Records from a collection:
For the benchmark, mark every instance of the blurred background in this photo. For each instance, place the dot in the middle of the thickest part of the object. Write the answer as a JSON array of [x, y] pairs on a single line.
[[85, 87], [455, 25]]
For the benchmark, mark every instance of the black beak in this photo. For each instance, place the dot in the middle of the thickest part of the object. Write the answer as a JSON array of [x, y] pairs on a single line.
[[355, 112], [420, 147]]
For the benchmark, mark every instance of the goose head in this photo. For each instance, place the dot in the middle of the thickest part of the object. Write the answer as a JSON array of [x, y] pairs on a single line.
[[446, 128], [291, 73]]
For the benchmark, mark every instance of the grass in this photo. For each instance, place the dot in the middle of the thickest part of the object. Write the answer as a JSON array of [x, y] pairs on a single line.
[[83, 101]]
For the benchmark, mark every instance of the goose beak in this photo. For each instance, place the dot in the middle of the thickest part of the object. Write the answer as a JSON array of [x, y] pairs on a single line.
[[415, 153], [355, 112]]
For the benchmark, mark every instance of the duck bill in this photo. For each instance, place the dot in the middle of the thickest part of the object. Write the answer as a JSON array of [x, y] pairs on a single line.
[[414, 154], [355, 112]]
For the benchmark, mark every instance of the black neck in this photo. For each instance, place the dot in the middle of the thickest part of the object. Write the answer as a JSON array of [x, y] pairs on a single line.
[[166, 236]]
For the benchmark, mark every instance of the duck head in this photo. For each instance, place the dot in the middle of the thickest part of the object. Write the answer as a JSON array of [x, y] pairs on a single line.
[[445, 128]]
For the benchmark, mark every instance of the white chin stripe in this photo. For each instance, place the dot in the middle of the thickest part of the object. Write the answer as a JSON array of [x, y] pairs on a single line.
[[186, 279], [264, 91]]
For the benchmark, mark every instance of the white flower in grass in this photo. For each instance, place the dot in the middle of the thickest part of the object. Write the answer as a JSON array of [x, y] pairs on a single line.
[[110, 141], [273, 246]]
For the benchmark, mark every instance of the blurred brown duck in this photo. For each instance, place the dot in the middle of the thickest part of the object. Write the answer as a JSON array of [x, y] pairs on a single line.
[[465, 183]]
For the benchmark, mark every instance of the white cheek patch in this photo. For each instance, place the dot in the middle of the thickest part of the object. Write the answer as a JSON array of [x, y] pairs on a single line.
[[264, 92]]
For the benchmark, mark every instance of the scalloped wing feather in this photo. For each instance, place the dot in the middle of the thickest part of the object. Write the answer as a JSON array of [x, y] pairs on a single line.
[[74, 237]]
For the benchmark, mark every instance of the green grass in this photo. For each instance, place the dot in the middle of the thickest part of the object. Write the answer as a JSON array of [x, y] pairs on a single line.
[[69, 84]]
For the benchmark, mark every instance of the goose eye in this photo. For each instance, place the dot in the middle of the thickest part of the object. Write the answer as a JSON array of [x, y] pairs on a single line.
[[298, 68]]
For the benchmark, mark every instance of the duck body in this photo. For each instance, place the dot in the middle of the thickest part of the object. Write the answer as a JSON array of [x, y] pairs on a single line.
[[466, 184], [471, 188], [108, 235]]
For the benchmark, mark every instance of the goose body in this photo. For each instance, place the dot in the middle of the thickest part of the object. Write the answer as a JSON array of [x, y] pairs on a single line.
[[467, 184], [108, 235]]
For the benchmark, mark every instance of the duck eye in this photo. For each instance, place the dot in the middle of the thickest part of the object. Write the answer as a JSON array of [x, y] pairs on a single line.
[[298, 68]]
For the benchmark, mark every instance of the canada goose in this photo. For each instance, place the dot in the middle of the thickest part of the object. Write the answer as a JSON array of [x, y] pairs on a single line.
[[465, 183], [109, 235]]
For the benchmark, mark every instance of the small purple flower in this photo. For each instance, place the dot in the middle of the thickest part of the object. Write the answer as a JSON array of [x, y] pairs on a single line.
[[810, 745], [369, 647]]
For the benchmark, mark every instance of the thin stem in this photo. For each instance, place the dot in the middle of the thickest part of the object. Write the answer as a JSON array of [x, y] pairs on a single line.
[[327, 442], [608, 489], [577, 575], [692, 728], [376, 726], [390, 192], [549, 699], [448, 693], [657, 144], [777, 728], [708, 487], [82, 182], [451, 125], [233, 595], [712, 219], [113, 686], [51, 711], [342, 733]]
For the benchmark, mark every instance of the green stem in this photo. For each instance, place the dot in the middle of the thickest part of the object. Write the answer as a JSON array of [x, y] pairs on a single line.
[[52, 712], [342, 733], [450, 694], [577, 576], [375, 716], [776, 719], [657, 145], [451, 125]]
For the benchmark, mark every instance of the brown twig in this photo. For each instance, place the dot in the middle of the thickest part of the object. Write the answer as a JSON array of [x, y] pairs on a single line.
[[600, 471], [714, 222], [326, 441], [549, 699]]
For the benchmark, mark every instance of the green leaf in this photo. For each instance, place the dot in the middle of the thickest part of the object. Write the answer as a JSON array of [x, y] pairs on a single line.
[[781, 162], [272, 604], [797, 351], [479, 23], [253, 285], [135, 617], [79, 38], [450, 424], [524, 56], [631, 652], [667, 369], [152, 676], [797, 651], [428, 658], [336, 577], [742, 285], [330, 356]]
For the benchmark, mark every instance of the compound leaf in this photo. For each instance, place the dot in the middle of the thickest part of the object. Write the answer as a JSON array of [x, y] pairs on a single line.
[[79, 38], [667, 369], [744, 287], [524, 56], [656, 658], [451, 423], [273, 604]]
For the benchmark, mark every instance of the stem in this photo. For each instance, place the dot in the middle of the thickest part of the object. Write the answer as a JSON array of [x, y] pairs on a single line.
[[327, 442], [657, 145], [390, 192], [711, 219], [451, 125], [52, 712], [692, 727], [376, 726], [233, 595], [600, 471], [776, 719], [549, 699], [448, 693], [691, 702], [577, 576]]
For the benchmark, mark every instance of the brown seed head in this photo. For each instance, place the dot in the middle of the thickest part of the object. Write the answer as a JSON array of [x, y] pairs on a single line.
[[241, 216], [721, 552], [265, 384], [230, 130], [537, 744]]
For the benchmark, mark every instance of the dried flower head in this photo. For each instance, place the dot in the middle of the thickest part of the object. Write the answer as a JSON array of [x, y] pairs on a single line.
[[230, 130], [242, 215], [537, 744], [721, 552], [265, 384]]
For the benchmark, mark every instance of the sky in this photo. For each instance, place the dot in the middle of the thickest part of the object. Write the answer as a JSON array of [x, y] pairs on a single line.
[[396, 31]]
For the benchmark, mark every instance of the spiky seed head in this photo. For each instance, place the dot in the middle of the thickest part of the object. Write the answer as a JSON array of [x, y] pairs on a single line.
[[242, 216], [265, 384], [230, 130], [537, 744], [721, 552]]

Exercise task —
Copy the lines starting at the line containing "For the benchmark, mark every instance of the white chin" and ending at the line containing "[[110, 141], [273, 246]]", swapping "white flower in grass" for "white blossom in grass" and changing nothing else. Give only those lines.

Final result —
For the benchmark, mark every instance of the white chin stripe in this photo. For each instance, place the dot in the middle of the thickest part of the object. Write the answer as a JSON array of [x, y] pairs on a single line.
[[186, 279], [264, 91]]
For the benchmark, mark every instance of the white blossom in grass in this photo. For each instance, place the dot in the middle of the thickest part of the object. Write the answer as a JSON array of [x, y] pairs on a single line.
[[110, 141], [273, 246]]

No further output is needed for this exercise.